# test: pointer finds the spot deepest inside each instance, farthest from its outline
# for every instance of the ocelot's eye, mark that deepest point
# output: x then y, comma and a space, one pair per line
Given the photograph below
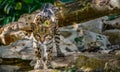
46, 23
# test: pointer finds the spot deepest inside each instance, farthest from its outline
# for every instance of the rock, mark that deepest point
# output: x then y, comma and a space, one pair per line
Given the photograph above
113, 36
87, 64
19, 49
13, 32
106, 4
9, 68
112, 65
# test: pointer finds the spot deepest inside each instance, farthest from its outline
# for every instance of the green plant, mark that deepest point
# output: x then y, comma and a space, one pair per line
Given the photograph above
10, 10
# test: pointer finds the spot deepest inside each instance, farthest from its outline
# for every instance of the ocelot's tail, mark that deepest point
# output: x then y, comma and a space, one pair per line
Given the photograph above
57, 43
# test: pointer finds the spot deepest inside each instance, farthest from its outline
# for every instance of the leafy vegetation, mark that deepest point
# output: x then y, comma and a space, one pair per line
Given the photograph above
10, 10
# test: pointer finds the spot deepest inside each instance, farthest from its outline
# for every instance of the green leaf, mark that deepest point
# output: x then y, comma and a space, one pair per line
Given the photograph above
18, 6
1, 1
28, 1
8, 10
5, 8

──────────────────────────────

-- OBJECTIVE --
Report how many lines of the listing above contain the string "ocelot", matching case exactly. Give only the number.

-- WRITTEN SOLUTION --
2